=== EXERCISE MATERIALS ===

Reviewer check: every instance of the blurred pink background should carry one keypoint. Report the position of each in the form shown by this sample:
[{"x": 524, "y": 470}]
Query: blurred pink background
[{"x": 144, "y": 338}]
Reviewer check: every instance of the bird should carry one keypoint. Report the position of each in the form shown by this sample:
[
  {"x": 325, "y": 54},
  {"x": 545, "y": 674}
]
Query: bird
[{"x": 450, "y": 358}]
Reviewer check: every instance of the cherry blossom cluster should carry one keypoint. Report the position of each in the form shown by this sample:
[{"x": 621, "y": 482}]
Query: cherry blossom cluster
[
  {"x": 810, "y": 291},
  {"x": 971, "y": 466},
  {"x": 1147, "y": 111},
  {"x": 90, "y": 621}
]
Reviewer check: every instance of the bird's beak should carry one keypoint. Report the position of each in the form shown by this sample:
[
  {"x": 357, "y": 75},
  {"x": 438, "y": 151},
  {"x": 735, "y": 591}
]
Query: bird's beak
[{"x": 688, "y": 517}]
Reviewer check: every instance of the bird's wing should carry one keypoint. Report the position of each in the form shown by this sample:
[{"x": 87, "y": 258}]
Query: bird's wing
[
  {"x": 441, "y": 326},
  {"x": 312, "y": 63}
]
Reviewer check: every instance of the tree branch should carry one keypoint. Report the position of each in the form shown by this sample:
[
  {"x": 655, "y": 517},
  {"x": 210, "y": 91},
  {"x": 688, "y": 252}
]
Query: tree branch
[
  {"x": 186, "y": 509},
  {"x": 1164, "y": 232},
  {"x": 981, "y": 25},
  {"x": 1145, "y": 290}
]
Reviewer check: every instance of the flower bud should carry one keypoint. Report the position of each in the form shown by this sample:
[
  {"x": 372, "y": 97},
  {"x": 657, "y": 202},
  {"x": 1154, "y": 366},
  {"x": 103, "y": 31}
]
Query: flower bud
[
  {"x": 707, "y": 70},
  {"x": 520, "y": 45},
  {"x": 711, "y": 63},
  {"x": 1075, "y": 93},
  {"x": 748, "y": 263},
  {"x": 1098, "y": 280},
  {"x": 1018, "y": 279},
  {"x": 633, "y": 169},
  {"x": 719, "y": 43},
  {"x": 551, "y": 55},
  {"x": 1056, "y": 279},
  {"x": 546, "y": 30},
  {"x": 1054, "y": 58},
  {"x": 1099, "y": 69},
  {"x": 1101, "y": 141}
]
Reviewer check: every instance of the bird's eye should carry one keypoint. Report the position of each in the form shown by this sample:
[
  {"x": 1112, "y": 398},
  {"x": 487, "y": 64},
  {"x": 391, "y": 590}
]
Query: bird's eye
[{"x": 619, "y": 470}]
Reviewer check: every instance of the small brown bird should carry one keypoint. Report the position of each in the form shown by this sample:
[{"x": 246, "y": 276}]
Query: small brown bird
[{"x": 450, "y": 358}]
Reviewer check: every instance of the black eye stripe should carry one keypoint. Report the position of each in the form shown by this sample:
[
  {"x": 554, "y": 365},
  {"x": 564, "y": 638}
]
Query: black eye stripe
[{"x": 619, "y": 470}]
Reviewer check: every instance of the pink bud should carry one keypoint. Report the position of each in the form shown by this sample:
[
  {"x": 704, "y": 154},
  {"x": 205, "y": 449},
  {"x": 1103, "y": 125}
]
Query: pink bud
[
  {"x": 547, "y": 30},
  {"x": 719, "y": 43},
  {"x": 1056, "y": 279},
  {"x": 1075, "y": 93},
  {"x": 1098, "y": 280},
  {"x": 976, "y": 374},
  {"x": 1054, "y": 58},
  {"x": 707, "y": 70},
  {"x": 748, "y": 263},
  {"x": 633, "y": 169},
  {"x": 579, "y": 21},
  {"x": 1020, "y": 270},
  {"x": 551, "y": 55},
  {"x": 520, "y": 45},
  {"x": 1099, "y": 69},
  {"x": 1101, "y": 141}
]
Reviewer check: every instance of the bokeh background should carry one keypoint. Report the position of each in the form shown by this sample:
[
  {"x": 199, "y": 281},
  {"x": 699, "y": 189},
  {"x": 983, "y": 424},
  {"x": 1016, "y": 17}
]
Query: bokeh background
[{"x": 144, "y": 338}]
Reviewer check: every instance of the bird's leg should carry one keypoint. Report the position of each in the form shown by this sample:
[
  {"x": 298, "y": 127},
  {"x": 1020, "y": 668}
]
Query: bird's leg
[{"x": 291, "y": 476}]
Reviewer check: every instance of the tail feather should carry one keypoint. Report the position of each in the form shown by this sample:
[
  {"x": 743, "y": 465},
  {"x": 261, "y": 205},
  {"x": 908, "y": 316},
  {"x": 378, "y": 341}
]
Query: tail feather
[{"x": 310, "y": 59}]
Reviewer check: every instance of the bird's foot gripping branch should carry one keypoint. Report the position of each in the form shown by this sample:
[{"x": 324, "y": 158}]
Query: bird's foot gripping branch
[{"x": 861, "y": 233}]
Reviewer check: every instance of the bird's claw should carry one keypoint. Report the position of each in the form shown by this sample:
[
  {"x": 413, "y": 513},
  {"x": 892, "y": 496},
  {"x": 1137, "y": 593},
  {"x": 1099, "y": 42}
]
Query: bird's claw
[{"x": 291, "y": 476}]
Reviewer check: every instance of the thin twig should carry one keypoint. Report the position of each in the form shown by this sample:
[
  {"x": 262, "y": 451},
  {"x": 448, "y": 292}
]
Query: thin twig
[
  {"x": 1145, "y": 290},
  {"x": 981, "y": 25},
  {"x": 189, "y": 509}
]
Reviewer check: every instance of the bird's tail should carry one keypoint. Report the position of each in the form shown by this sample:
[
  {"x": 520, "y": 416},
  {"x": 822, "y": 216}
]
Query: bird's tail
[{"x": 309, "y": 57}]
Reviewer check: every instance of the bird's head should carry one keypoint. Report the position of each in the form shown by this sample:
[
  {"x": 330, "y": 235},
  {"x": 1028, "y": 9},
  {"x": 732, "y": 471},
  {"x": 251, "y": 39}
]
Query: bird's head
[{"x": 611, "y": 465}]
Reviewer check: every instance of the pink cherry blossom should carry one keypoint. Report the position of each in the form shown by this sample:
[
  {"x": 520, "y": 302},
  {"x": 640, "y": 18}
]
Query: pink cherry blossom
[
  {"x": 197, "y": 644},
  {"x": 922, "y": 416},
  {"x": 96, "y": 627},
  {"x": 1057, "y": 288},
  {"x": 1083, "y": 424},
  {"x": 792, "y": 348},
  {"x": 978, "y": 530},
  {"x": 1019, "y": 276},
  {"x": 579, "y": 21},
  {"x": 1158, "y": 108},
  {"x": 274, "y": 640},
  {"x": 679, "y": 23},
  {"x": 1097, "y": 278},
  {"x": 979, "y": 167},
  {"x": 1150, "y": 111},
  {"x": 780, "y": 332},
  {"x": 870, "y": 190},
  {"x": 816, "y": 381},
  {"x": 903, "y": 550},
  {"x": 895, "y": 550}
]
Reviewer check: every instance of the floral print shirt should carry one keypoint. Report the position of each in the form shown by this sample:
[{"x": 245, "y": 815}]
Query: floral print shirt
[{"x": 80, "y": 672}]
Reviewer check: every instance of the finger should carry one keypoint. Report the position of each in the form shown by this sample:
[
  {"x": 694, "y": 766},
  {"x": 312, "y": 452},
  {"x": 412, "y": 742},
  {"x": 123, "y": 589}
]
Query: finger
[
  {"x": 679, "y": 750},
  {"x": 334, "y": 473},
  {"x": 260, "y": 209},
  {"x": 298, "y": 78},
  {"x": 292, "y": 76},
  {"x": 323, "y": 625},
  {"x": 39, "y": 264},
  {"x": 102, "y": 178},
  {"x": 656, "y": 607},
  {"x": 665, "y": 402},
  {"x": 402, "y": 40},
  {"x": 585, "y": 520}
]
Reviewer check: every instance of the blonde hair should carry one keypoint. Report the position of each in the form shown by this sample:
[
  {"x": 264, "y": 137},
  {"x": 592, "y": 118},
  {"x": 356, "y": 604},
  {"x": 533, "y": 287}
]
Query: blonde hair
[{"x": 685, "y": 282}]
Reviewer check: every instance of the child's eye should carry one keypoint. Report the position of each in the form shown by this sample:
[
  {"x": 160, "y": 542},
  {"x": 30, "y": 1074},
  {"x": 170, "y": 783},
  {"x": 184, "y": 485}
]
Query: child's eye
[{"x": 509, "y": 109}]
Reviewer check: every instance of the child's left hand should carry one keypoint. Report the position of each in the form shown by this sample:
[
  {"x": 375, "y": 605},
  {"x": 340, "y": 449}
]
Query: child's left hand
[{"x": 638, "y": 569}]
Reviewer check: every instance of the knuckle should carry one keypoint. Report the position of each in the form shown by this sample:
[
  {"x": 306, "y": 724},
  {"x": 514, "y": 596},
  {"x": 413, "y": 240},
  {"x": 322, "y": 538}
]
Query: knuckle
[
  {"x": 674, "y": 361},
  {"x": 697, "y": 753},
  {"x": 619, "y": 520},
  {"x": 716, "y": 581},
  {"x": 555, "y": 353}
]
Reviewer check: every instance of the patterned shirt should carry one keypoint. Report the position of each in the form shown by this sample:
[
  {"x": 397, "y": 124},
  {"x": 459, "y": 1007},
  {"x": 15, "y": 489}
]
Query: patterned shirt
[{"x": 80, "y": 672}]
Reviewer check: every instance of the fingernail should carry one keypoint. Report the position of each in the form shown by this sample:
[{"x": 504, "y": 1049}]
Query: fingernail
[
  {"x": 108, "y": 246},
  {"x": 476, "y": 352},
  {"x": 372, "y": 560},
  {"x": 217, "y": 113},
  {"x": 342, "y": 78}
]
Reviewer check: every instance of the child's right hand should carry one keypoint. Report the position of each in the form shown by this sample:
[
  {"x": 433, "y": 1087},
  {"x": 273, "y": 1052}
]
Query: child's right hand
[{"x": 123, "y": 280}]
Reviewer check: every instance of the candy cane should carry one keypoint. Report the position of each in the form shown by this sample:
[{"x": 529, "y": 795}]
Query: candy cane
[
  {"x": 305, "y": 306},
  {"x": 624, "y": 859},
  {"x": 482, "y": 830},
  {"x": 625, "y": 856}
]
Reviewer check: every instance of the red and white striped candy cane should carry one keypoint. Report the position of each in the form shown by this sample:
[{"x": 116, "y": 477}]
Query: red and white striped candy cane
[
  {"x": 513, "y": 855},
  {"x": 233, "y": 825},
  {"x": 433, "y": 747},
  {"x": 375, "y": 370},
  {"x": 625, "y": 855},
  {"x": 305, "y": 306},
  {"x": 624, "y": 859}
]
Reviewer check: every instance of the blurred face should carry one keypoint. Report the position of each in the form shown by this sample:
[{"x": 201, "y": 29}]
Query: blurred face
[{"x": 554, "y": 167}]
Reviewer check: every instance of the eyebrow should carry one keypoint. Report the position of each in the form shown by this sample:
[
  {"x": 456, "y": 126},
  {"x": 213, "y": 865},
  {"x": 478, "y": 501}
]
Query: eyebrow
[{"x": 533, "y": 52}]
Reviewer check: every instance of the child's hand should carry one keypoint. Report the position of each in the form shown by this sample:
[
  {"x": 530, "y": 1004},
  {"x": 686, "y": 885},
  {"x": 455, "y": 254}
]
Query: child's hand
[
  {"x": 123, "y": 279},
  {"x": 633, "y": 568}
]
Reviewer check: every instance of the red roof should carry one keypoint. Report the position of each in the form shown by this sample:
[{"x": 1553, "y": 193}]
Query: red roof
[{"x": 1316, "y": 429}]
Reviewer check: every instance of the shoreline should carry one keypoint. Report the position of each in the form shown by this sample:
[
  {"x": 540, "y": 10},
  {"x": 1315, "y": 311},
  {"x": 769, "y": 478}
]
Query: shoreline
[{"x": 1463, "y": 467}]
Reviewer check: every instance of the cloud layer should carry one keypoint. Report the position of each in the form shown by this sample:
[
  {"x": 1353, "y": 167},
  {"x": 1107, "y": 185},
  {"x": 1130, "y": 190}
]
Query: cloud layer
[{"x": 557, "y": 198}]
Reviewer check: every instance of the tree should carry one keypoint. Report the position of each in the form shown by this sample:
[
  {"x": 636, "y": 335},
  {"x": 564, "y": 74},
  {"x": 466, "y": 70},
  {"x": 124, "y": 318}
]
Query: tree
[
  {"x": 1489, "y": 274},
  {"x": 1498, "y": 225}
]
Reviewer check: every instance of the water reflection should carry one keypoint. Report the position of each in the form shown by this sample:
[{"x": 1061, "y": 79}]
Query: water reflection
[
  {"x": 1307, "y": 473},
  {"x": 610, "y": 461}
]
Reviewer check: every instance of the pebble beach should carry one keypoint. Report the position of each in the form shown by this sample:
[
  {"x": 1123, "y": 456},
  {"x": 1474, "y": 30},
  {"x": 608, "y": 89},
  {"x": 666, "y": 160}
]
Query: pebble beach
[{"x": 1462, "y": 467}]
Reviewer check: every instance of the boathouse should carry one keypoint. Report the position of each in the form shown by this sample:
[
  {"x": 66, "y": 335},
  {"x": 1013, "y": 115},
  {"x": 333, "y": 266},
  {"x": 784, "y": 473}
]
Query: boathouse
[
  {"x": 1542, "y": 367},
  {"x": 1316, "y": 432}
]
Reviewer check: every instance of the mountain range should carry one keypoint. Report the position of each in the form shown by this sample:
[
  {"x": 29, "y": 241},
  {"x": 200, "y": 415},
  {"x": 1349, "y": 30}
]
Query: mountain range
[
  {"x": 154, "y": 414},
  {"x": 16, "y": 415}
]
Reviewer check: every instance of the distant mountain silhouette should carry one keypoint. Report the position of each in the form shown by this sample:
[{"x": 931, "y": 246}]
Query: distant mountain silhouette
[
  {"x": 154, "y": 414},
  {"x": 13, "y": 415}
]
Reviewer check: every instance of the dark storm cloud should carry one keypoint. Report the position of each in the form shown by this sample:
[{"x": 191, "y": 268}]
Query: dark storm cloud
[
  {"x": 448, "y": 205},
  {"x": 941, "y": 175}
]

===

* _THE EXERCISE_: Copy out exactly the lines running from the line with "Reviewer check: every instance of the boathouse" to the end of the records, inclusive.

* _EXERCISE RESPONSE_:
Reviewer check: every instance of the boathouse should carry one keypoint. Report the position of each in the form shown by this sample:
[
  {"x": 66, "y": 335},
  {"x": 1013, "y": 115},
  {"x": 333, "y": 266},
  {"x": 784, "y": 473}
]
Query: boathouse
[
  {"x": 1542, "y": 367},
  {"x": 1316, "y": 432}
]
Reviewer check: every instance of the mountain range should carry one keypoint. Report the position of each in the form shown by this sample:
[
  {"x": 29, "y": 241},
  {"x": 200, "y": 415},
  {"x": 1349, "y": 30}
]
Query: mountain range
[
  {"x": 154, "y": 414},
  {"x": 16, "y": 415}
]
Reviewer check: every instance of the distant mountain silhouette should carry one keypoint. Report the position of each in the form shown by this sample:
[{"x": 931, "y": 246}]
Query: distant mountain silhouette
[
  {"x": 154, "y": 414},
  {"x": 13, "y": 415}
]
Reviewer check: every instance of the dark storm cloud should carry one keypoint. Report the position of each in the form shown by this sample:
[{"x": 191, "y": 268}]
Query: dark storm cloud
[
  {"x": 448, "y": 205},
  {"x": 941, "y": 175}
]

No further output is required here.